• SUPPLIED PASSAGE:
My point here is less to disagree with Wilkens, however, than to call attention to the fact that computational research must necessarily perform its data-crunching on some delimited corpus. Digital scholars often work with neatly drawn, existing catalogues of texts, attributing to every work in a given category equal numerical participation in it, despite the fact that questions of categorical instability are both quantitatively significant and a potential source of qualitative interest and contestation. 5 Is Cobb's book a memoir, a book of essays, a novel, or some unique hybrid text that defies such either-or categories? How does the fact that such "sketches" were initially published in newspapers affect our understanding of what constituted a newspaper in 1851, or such publications' relative investment in reporting versus entertaining? Of all the cultural production in that (or any) year what was, and what ought to be considered, "literary"? Only fiction? (Poets are already screaming.) All imaginative writing? Anything written with conscious attention to form? Anything written at all? These are of course the kinds of questions that have animated literary theory and cultural history in recent decades, and working with extant bibliographies—particularly old ones—risks eliding distinctions and drawing artificial boundaries over the gray areas that scholars in fact see as significant sites of critical debate.

• GOAL:
In the passage above about digital scholarship and corpus boundaries, what possible categories does it list for Cobb's book?

• DATA ROWS:
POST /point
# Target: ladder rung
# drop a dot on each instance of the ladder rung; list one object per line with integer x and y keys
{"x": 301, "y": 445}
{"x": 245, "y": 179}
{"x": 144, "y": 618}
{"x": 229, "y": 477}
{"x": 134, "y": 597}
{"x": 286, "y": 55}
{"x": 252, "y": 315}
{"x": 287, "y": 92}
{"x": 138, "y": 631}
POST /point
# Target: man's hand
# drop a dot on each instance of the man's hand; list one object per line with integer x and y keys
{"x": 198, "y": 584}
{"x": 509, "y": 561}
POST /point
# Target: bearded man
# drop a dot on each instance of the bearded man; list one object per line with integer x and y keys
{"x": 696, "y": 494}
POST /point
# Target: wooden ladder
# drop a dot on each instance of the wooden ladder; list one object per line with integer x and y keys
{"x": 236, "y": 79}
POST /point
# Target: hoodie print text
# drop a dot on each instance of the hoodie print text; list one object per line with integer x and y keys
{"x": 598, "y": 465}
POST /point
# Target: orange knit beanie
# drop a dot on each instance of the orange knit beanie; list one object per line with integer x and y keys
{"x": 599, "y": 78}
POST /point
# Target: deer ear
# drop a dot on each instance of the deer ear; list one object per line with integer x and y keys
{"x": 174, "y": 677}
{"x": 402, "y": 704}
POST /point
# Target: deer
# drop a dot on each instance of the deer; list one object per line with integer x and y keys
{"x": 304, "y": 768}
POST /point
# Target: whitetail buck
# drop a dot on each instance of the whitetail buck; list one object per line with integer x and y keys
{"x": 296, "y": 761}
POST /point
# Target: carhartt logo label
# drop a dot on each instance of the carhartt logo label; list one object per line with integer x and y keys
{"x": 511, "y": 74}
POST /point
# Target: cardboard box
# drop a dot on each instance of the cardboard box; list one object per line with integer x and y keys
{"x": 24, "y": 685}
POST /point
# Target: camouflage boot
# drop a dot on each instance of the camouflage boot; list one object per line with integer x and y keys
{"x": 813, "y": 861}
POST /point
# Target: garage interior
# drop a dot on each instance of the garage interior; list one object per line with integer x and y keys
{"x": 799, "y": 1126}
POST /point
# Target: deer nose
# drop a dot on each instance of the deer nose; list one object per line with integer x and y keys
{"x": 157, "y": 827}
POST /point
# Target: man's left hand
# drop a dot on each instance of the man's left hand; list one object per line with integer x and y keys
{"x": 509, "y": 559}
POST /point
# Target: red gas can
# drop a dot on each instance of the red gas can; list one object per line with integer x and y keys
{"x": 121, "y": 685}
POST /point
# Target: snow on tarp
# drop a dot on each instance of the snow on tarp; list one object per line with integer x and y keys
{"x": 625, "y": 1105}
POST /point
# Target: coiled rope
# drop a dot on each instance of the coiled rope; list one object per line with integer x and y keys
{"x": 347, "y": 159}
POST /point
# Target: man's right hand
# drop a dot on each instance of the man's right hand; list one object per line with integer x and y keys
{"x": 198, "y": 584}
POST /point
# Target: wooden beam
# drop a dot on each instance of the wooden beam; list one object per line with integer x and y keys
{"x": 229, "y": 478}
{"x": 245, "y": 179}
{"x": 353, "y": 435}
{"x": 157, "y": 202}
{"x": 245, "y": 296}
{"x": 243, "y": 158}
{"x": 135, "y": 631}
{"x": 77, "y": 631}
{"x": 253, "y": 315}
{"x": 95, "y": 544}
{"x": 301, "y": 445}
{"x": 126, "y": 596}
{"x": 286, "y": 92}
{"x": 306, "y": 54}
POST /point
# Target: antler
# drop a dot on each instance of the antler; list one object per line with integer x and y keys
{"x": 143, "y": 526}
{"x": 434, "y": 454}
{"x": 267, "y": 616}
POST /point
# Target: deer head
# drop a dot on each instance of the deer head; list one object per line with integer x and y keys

• ANSWER BELOW:
- a memoir
- a book of essays
- a novel
- some unique hybrid text that defies such either-or categories